→ **TEXTO EXTRAÍDO**:
···
ITALO CALVINO NA SALA DE AULA

Carmem Praxedes (UERJ)

 

Introdução

Este trabalho é parte integrante de uma pesquisa cujo projeto consolidou-se pouco a pouco a partir da nossa experiência em sala de aula, especialmente com o ensino da Língua Italiana para estrangeiros falantes de Português do Brasil, em nível universitário. A caracterização desta sala de aula é a mais rústica possível, ou seja, sem ferramentas facilitadoras do processo de ensino-aprendizagem, a grosso modo, a situação com a qual nos deparamos é aquela do “cuspe e giz”. Deste tipo de relação didática advém diversas outras questões, como aquelas do uso de métodos e técnicas alternativas em sala de aula, também no Ensino Superior, sua eficiência e eficácia. Estas questões, todas elas relevantes, são apontadas e discutidas por nós e pelo grupo com que trabalhamos, através do desenvolvimento de projetos de ensino e pesquisa.

Neste momento, apresentaremos apenas uma pequena parte da pesquisa acima citada, mas que é, sem dúvida, de grande relevância, principalmente por se tratar do ensino de uma língua estrangeira –LE.

 

O método

No âmbito deste trabalho, compartilhamos com Balboni (2003: 03) a seguinte definição de método:

Um método é um plano geral para a realização operacional de uma aproximação. Um método inclui também critérios de seleção do corpus, opção a favor de alguns modelos operacionais em detrimento de outros, indicações sobre o uso e o relação das glototecnologias.(...)O método é o nível que permite a passagem da glotodidática à Glotodidassi.”[1] (tradução nossa).

Considerando Balboni, o nosso plano geral foi o da realização de uma dramatização de uma fábula de Ítalo Calvino (1993, p.20-4), intitulada E sette!, por alunos do 1º ao 4º períodos do Curso de Graduação em Letras, da habilitação Português-Italiano. Os critérios de seleção deste autor e desta fábula foram os seguintes: A contemporaneidade do autor e sua obra, a sua relevância no conjunto dos escritores italianos internacionalmente reconhecidos, pois Calvino foi um dos poucos italianos a ser convidado para dar aulas em Harvard - as Charles Eliot Norton Poetry Lectures, em 1985/86, que deram origem as Lezioni Americane, por nós conhecidas como Seis Propostas para o Próximo Milênio, que, infelizmente, Calvino não chegou a proferi-las, por ter sido vítima de hemorragia cerebral em 19 de setembro de 1985, em decorrência de um mal súbito. Também consideramos como relevante o fato de a fábula E Sette! ter sido escrita em italiano padrão, bem como o fato de ser uma narrativa breve que lança mão do discurso indireto e direto, sendo este último de mais fácil memorização. Além disso, memorizar uma fábula significa apreender o processo de significação de uma língua, considerando que este ocorre necessariamente em situação discursiva, privilegiadamente transfrástica.
···
→ **INFORMAÇÕES FORNECIDAS**:
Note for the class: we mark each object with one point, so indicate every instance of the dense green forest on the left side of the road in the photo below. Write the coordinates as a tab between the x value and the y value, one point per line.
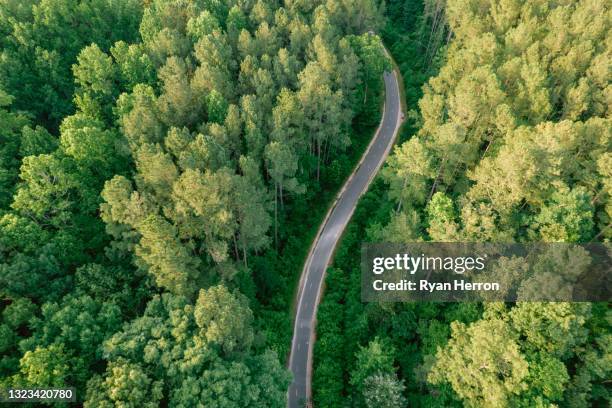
158	161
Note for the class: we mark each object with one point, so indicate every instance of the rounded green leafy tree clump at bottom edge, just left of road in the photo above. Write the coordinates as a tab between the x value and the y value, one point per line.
191	353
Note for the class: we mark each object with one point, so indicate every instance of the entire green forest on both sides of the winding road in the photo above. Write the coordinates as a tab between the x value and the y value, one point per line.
165	166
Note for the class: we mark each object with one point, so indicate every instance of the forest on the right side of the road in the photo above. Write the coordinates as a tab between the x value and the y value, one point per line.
509	140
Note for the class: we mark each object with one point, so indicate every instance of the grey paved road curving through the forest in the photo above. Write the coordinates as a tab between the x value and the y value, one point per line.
309	293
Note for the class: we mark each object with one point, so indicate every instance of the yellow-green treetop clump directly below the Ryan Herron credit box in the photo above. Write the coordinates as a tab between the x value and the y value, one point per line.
515	360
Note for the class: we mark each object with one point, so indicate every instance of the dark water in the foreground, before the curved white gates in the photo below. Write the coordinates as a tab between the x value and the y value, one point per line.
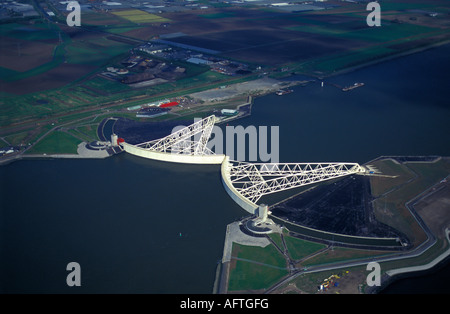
119	218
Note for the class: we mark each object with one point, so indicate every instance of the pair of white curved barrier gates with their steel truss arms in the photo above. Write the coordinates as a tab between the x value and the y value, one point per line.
245	182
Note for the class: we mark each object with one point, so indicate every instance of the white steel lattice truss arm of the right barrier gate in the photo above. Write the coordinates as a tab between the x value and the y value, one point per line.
253	181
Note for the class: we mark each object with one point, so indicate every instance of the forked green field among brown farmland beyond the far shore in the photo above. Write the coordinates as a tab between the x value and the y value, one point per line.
372	43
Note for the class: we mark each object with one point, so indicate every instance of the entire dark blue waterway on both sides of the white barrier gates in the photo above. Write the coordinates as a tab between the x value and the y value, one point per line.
140	226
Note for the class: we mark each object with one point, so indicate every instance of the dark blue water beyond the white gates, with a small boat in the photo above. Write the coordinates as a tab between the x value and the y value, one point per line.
402	109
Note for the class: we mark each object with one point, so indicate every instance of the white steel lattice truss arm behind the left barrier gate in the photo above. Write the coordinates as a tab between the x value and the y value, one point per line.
180	142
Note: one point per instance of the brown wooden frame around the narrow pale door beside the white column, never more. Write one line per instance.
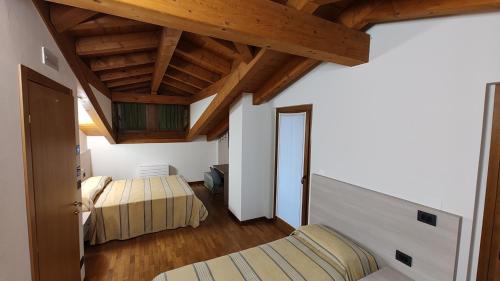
(305, 108)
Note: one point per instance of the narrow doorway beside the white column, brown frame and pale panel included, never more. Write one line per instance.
(292, 154)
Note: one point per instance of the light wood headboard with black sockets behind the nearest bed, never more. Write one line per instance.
(385, 224)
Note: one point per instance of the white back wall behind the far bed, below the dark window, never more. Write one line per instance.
(190, 159)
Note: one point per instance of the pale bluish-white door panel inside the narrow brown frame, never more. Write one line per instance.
(290, 167)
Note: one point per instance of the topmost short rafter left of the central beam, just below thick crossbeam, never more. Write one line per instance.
(105, 45)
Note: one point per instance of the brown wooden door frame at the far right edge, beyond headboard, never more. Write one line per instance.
(492, 191)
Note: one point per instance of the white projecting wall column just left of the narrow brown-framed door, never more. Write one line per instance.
(250, 159)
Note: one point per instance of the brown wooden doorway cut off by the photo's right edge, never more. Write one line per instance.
(489, 256)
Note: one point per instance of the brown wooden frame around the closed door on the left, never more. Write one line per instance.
(26, 75)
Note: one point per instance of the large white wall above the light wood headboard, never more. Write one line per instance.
(408, 123)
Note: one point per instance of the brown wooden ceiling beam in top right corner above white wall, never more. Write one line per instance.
(368, 12)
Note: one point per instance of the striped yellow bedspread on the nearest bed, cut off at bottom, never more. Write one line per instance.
(312, 252)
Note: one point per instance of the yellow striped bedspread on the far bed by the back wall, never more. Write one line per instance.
(130, 208)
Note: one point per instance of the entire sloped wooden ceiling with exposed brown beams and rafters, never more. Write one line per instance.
(144, 52)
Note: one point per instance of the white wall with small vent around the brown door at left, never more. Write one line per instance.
(23, 33)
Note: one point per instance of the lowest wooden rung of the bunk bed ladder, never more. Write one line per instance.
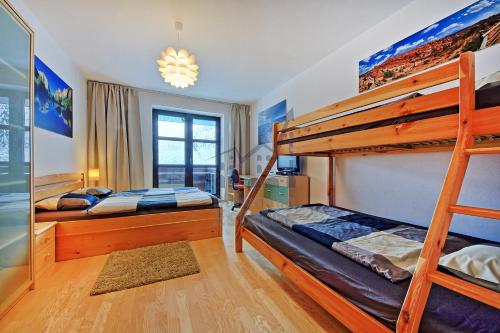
(468, 289)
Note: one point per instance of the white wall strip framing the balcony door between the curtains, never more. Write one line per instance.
(149, 100)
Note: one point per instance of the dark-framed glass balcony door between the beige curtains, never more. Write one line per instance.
(186, 151)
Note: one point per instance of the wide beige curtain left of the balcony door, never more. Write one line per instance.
(115, 142)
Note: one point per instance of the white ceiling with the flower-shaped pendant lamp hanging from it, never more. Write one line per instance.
(244, 48)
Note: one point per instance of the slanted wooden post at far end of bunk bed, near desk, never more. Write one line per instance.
(238, 240)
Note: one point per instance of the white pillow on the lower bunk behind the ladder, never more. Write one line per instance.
(479, 264)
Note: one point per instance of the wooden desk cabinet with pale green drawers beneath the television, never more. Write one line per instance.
(285, 191)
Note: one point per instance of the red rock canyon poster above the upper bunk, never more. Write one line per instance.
(473, 28)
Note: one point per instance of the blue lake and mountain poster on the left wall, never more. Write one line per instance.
(53, 101)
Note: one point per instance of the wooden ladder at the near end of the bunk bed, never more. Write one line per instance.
(426, 272)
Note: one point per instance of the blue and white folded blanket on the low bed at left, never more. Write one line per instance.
(151, 199)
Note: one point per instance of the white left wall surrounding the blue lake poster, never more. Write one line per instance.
(56, 153)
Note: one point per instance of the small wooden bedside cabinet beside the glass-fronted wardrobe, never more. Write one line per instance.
(45, 247)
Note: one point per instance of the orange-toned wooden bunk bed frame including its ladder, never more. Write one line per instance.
(457, 132)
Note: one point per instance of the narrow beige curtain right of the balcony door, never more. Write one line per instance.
(239, 139)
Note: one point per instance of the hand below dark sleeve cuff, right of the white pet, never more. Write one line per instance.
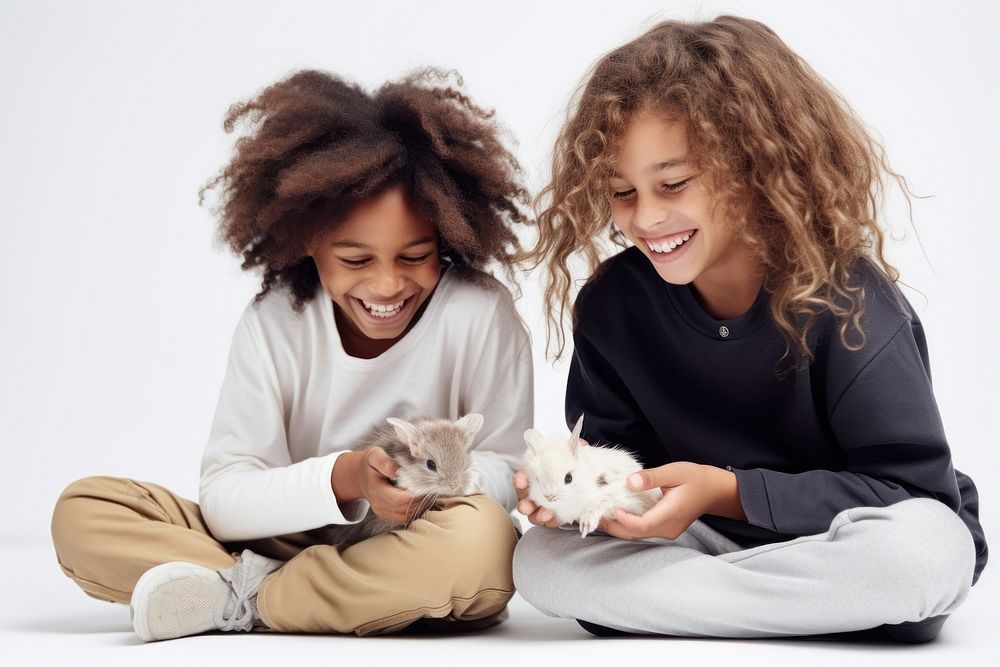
(689, 491)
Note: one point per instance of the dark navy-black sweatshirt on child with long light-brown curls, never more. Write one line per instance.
(654, 373)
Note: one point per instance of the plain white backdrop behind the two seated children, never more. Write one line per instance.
(116, 309)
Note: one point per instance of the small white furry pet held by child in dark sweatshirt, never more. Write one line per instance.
(577, 482)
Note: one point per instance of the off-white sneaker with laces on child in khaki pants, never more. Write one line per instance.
(180, 599)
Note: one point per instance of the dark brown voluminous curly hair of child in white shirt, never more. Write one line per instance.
(316, 146)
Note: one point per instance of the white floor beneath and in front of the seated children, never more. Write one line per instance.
(46, 620)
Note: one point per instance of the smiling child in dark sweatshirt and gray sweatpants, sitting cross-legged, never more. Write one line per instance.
(751, 347)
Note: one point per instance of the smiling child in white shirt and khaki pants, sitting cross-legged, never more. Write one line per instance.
(370, 216)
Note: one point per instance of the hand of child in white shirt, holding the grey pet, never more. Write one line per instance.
(367, 474)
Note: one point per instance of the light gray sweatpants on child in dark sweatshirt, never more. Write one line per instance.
(906, 562)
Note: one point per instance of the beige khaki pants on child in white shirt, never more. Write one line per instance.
(453, 564)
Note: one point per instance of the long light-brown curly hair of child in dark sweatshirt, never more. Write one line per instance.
(782, 152)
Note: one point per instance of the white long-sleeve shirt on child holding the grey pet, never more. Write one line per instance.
(293, 400)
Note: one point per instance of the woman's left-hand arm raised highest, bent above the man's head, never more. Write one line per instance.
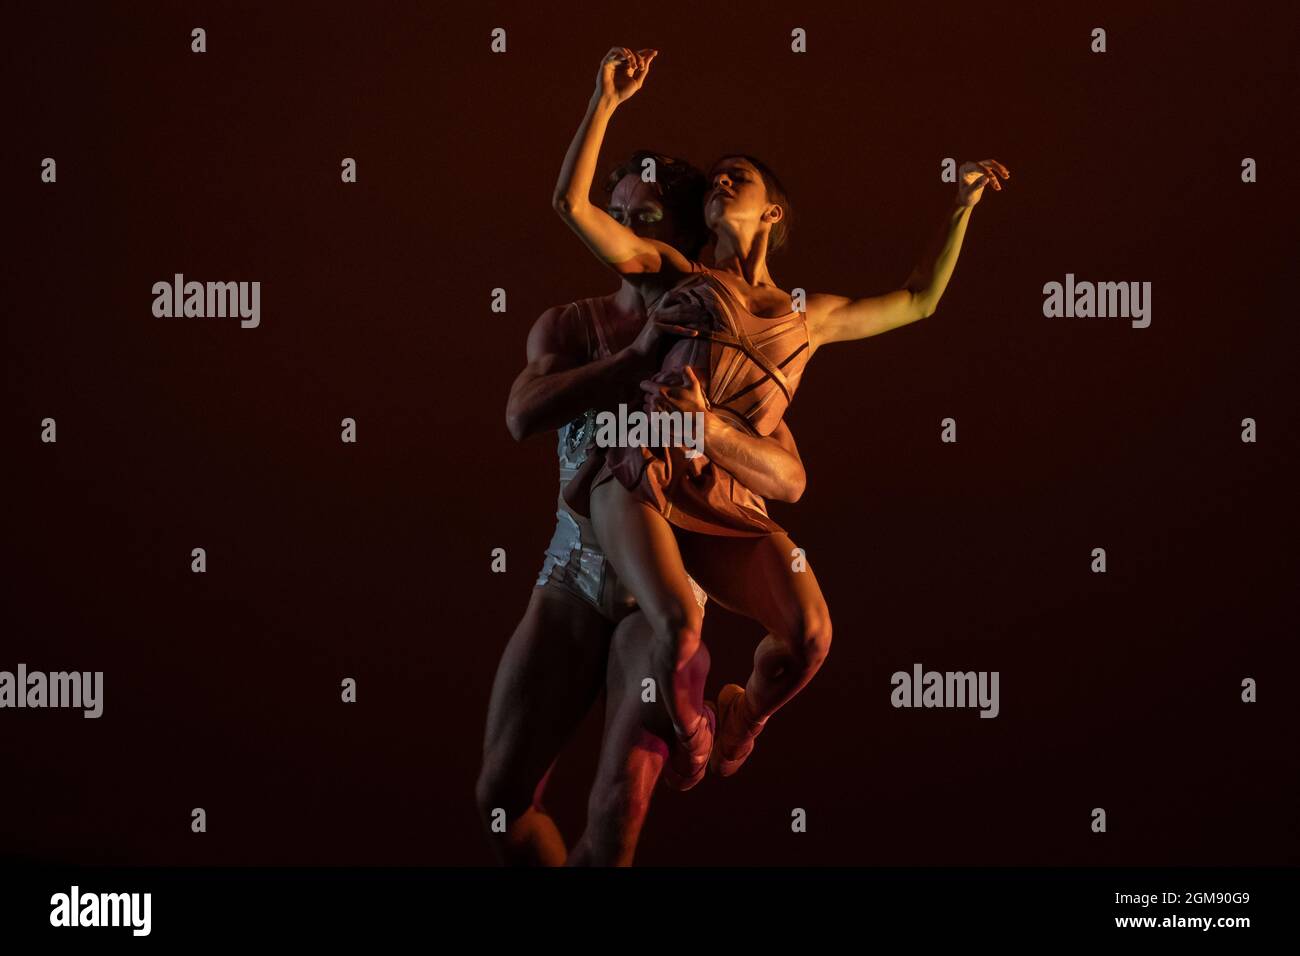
···
→ **QUESTÕES PROPOSTAS**:
1. Você pode reescrever o trecho do texto sobre Calvino na sala de aula que começa em "Neste momento, apresentaremos" e termina depois de "língua estrangeira –LE.", trocando "pequena" por "modesta"?
2. Como você retomaria o texto sobre Calvino na sala de aula a partir do ponto em que ele para?
A listagem acima é um material à parte, sem relação com o texto sobre Calvino na sala de aula.

→ **CONJUNTO DE RESPOSTAS**:
1.
Neste momento, apresentaremos apenas uma modesta parte da pesquisa acima citada, mas que é, sem dúvida, de grande relevância, principalmente por se tratar do ensino de uma língua estrangeira –LE.

2.
 

A Dramatização

Segundo Balboni (Op.cit., p. 152), a dramatização é uma forma de simulação que não concede nenhuma liberdade, tratando-se de recitar ( lendo ou baseando-se sobre a memória) um texto proposto por um manual, narrativa ou poesia de um literário, por um professor ou pela própria classe. No que se refere à pertinência deste tipo de atividade, o autor salienta que a dramatização é uma espécie que é registrada e depois analisada conjuntamente com os alunos, permitindo que se trabalhe profundamente os aspectos fonológicos e paralingüísticos e quando pode ser filmada a reflexão a posteriori demonstra ao grupo de alunos, e não aos assistentes (professores e outros alunos), os aspectos extralingüísticos (gestuais) da competência comunicativa. Entre as vantagens desta técnica emerge a qualidade do léxico memorizado, além do uso de outras formas de expressão lingüística e não-lingüística. A dramatização é uma atividade completa de educação lingüística, principalmente se o grupo é convidado a predispor o texto dramático, partindo de textos narrativos como fábulas e contos. Neste caso, os alunos aprendem a analisar um texto subdividindo-o nas diversas situações que se sucedem, além de aprenderem a analisar, e então caracterizar sociolingüisticamente, os vários personagens, considerando as relações sociais, culturais e psicológicas. Se a classe é dividida em grupos que produzem copiões diversos, estes podem ser proveitosamente postos em discussão e confronto.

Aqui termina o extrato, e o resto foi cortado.